(Excerpts from a pointing dataset)

════════

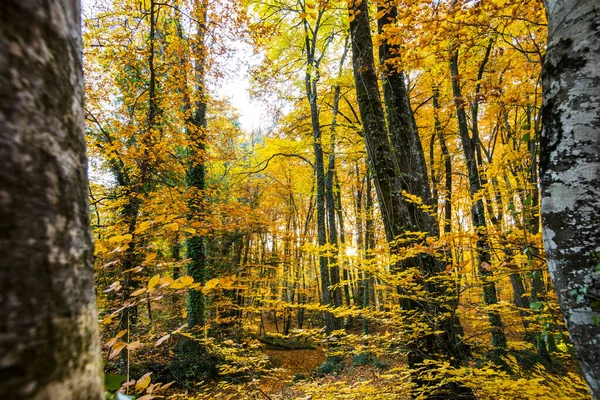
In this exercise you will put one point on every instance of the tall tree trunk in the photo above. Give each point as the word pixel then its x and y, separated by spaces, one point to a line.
pixel 334 239
pixel 447 163
pixel 398 216
pixel 196 180
pixel 49 341
pixel 477 209
pixel 570 172
pixel 311 78
pixel 404 138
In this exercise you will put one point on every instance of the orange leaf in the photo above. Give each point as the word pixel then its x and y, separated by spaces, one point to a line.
pixel 116 350
pixel 162 339
pixel 143 382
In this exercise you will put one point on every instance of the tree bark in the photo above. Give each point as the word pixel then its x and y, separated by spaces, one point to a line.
pixel 196 180
pixel 477 209
pixel 49 344
pixel 570 172
pixel 399 217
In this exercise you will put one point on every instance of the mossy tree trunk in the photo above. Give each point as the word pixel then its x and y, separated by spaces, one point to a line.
pixel 49 344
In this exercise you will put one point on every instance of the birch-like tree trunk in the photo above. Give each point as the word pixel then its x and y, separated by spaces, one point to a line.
pixel 570 172
pixel 49 345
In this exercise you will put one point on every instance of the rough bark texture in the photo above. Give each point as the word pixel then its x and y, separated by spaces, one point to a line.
pixel 49 345
pixel 389 184
pixel 196 181
pixel 469 145
pixel 570 172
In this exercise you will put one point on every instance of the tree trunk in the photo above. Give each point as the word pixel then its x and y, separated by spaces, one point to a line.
pixel 477 209
pixel 398 216
pixel 196 181
pixel 570 172
pixel 49 345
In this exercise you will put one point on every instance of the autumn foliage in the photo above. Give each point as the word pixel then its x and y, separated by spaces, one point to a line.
pixel 471 71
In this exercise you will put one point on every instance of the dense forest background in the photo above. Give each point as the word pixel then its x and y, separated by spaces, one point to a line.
pixel 378 237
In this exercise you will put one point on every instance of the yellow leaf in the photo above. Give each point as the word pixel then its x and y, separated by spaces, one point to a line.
pixel 121 238
pixel 162 339
pixel 116 350
pixel 143 227
pixel 186 280
pixel 134 345
pixel 143 382
pixel 211 284
pixel 165 386
pixel 149 258
pixel 138 292
pixel 226 281
pixel 153 281
pixel 99 248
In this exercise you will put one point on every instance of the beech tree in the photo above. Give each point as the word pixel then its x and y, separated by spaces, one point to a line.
pixel 49 342
pixel 570 173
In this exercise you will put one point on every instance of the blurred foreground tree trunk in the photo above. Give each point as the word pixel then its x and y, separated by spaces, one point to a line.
pixel 49 345
pixel 570 172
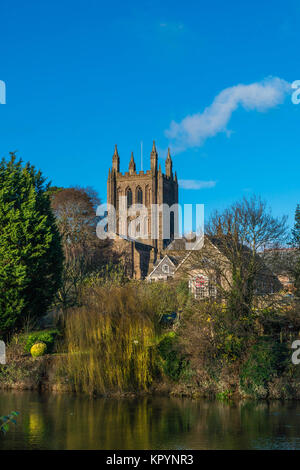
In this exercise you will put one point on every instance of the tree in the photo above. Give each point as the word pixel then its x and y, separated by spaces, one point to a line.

════════

What to do: Copy out every one of the rows above, swapping "photo above" for "image shown" wherever it occurs and keeping everything else the same. Omit the pictures from your answer.

Answer to the task:
In this exercise you will put one point on every instance of the tall tree trunk in the image shown. Give each point as the word pixel then its x and y, separated by spaces, one point to a line.
pixel 334 239
pixel 447 163
pixel 398 216
pixel 196 180
pixel 49 341
pixel 477 209
pixel 570 172
pixel 311 78
pixel 404 138
In this exercise you will put one point on every instance of the orange leaf in the image shown. Give each point as the word pixel then its x and y, separated by spaces, one point to a line.
pixel 116 350
pixel 162 339
pixel 143 382
In this exercise you will put one point on every instance of the tree bark in the image shown. Give each point as the word pixel then its x and y, separated by spaces, one point to a line.
pixel 196 180
pixel 477 209
pixel 49 344
pixel 570 172
pixel 399 217
In this exercise you will put one point on every instance of the mossy tree trunk in the image shown. Give each point as the word pixel then its x and y, separated by spaces, one point to a line.
pixel 49 344
In this exercise you will put one point on every instance of the birch-like tree trunk in the image shown. Give each point as the word pixel then its x and y, separated by spaces, one point to a line.
pixel 570 172
pixel 49 345
In this exercise you will put one point on every instance of the rough bark texture in the image shown. Give each point as the word pixel then its x and y, separated by spaces, one point to a line.
pixel 49 345
pixel 389 184
pixel 196 181
pixel 469 145
pixel 570 172
In this exercise you will put one point on every instance of the tree trunk in the image shown. Give each point as the word pixel then its x and y, separated by spaces, one point to a line.
pixel 477 209
pixel 398 216
pixel 196 181
pixel 570 172
pixel 49 345
In this exercise you will put one point on every instance of the autumn foliage in the image shown. Give each point as the word pixel then its x and y, separated by spaces, one point to a line.
pixel 471 71
In this exercise you will put one point on every instance of the dense forest background in the image shown. Give each point as the word pixel then its x and y, separated by spaces, one point to a line.
pixel 378 237
In this exercise you will put one point on every instance of the yellow leaf in the image shown. Give each point as the word pixel then its x and y, separated by spaces, one point to a line.
pixel 121 238
pixel 162 339
pixel 116 350
pixel 143 227
pixel 186 280
pixel 134 345
pixel 143 382
pixel 211 284
pixel 165 386
pixel 149 258
pixel 138 292
pixel 226 281
pixel 153 281
pixel 99 248
In this exercise you will put one point on every instance of the beech tree in the image shown. Give each point as the word pixel then its x and y, separated by spaces, one point to a line.
pixel 49 342
pixel 570 173
In this exercise you will put one point on every instance of the blurred foreground tree trunk in the image shown. Give each point as the word pixel then its x and y, separated by spaces, one point to a line.
pixel 49 345
pixel 570 172
In this exercise you will put one point on every instance of the tree in the image shown. Give each point as the word pixel then its x and y, separated by spaces, one point to a line.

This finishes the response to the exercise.